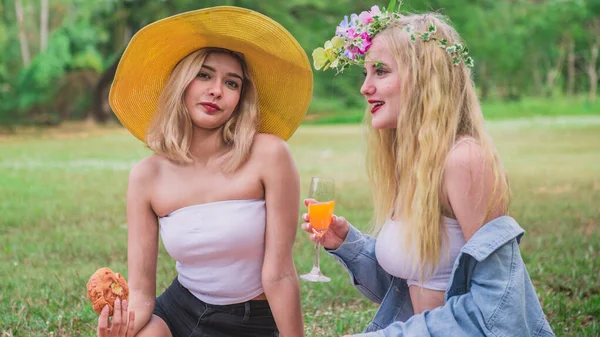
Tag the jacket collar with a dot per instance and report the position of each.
(492, 236)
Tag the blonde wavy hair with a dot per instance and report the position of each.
(170, 133)
(406, 167)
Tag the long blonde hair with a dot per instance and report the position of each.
(170, 133)
(406, 164)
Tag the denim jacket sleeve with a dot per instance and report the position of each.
(357, 255)
(497, 302)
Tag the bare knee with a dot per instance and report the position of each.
(156, 327)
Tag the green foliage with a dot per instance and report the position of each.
(519, 46)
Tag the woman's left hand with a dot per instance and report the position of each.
(120, 326)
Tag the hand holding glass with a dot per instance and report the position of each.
(323, 191)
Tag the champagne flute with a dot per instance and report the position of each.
(322, 190)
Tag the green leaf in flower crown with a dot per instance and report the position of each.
(469, 62)
(392, 6)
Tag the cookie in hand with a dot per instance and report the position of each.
(104, 287)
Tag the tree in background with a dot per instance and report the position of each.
(59, 57)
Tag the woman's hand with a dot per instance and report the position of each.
(334, 236)
(120, 326)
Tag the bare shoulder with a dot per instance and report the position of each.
(269, 147)
(146, 169)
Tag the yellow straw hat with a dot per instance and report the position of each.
(276, 61)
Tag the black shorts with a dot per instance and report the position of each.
(187, 316)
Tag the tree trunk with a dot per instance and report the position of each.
(591, 69)
(538, 81)
(101, 110)
(44, 25)
(571, 68)
(22, 35)
(593, 60)
(555, 70)
(483, 81)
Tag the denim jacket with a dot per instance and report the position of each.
(489, 292)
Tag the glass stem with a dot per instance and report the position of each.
(316, 267)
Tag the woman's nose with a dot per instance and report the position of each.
(367, 88)
(215, 90)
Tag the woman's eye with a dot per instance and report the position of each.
(203, 75)
(380, 72)
(232, 84)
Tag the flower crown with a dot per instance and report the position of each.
(353, 38)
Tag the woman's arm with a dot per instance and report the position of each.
(469, 188)
(357, 255)
(282, 195)
(142, 243)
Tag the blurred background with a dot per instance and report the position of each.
(59, 56)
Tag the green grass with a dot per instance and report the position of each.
(62, 200)
(327, 111)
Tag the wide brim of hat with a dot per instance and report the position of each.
(276, 61)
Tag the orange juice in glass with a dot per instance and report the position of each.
(320, 215)
(320, 212)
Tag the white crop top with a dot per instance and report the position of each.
(219, 249)
(397, 259)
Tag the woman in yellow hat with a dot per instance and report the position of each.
(214, 93)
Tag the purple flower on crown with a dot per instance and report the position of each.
(343, 27)
(348, 54)
(365, 17)
(360, 44)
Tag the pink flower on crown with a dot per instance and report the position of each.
(365, 17)
(375, 10)
(360, 44)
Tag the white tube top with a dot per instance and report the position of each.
(219, 248)
(398, 260)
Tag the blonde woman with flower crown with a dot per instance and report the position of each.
(221, 188)
(445, 259)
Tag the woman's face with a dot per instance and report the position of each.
(212, 97)
(381, 87)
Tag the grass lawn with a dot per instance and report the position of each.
(62, 200)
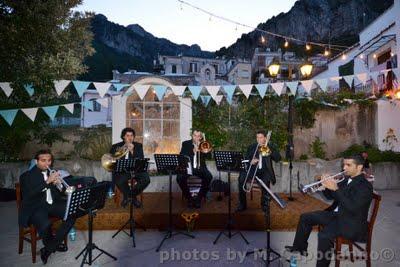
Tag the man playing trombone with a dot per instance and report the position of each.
(259, 156)
(135, 150)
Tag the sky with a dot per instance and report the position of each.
(182, 24)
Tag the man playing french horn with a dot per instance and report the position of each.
(260, 156)
(135, 150)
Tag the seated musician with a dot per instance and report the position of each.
(190, 148)
(349, 218)
(42, 197)
(262, 164)
(121, 179)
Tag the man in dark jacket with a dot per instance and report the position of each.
(349, 219)
(199, 169)
(121, 178)
(41, 198)
(260, 164)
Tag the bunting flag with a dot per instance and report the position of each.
(69, 107)
(51, 111)
(292, 87)
(195, 90)
(30, 113)
(9, 115)
(160, 91)
(80, 87)
(6, 88)
(29, 89)
(229, 90)
(261, 88)
(60, 86)
(278, 87)
(102, 88)
(205, 99)
(178, 90)
(246, 89)
(213, 90)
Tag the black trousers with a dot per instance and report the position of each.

_ _ _

■ **Work task**
Output each line above exactly. Skip the images.

■ **Final answer**
Tag the jacket collar with a dot per instance and report the position of each.
(492, 236)
Tag the blonde wavy hair with a dot per instance and report the position of each.
(170, 133)
(406, 167)
Tag the long blonde hair with a dot per instance and report the position of each.
(170, 133)
(406, 164)
Tag the denim jacket sleeve with a dot per instance and report the position of each.
(357, 255)
(497, 302)
Tag the bare knee with a dot per instance and report the position of each.
(156, 327)
Tag the green foliage with a dot per instance and report the position of each.
(519, 46)
Tag the woman's left hand with a dot per instance and report the position of each.
(120, 326)
Tag the hand holding glass with a dot per instance and report the position of each.
(323, 191)
Tag the champagne flute with a dot per instance and report the position of each.
(322, 190)
Tag the green leaf in flower crown with a dot per instance and report the position of each.
(469, 62)
(392, 6)
Tag the cookie in hand with a dot per instance and report the position of each.
(104, 287)
Tag the tree in background with a dot per instance and report the position of each.
(59, 57)
Tag the woman's hand with a dot per instance and report the position of each.
(334, 236)
(120, 326)
Tag the bare shoulder with a dot per instance and report the position of each.
(269, 147)
(146, 169)
Tag the yellow straw hat with a dot per instance and report the position of each.
(276, 61)
Tag the black shorts with a dot per instance and report the position of each.
(187, 316)
Tag the tree trunk with a dot per instance and report the position of each.
(591, 69)
(538, 81)
(101, 110)
(44, 25)
(571, 68)
(22, 35)
(593, 60)
(555, 70)
(483, 81)
Tag the denim jacket with a dot per instance and report the position of each.
(489, 292)
Tag the glass stem with a dot per instance and report the position of each.
(316, 267)
Tag the woman's nose with a dot per instance and report the position of each.
(367, 88)
(215, 90)
Tag the woman's eye with a dot per instance and report the position of each.
(203, 75)
(380, 72)
(232, 84)
Tag the flower crown with a dot per instance and report the position of each.
(353, 38)
Tag the woman's arm with a dot per instance and report the position of each.
(469, 188)
(357, 255)
(282, 195)
(142, 243)
Tag the blurred background with a dot per instance and report the position of each.
(59, 56)
Tag the green grass with a dot per instance and report the position of each.
(62, 200)
(327, 111)
Tag the wide brim of hat with a dot per instance and report the position of each.
(276, 61)
Tag the orange juice in glass with a dot per instance and report the position of each.
(320, 215)
(320, 212)
Tag the white crop top with a dot per instance and report the position of each.
(219, 249)
(397, 259)
Tag the woman in yellow hat with a dot per instance and report the position of each.
(214, 93)
Tag the purple flower on crown with a dot per instance and report the position of each.
(343, 27)
(348, 54)
(365, 17)
(360, 44)
Tag the pink flower on crown with a dot per instance and report the position of each.
(365, 17)
(375, 10)
(360, 44)
Tag the white tube top with a dot per instance and report the position of each.
(219, 248)
(398, 260)
Tag the blonde woman with flower crown with a dot per instance and report the position of each.
(221, 188)
(445, 259)
Tag the woman's face with a dot per instance and report the position of each.
(212, 97)
(381, 87)
Tag the grass lawn with a dot per instance and report the position of each.
(62, 200)
Tag the man playing trombone with a dot per instance and report the position of each.
(259, 156)
(135, 150)
Tag the sky with a dot per instance and report the position of each.
(182, 24)
Tag the man playing french horn with a dot per instance and report the position of each.
(260, 156)
(135, 150)
Tag the seated musician with a dot per instance and report the position of each.
(190, 148)
(349, 218)
(42, 197)
(262, 164)
(121, 179)
Tag the man in dark jacket with a dot per instance and report the position of each.
(349, 219)
(199, 169)
(121, 178)
(41, 198)
(260, 164)
Tag the bunting flag with a dot per instance and report the position of each.
(69, 107)
(51, 111)
(292, 87)
(195, 90)
(30, 113)
(9, 115)
(160, 91)
(80, 87)
(6, 88)
(29, 89)
(229, 90)
(261, 88)
(60, 86)
(278, 87)
(102, 88)
(205, 99)
(178, 90)
(246, 89)
(213, 90)
Tag the black trousers with a dot per instance and report the position of each.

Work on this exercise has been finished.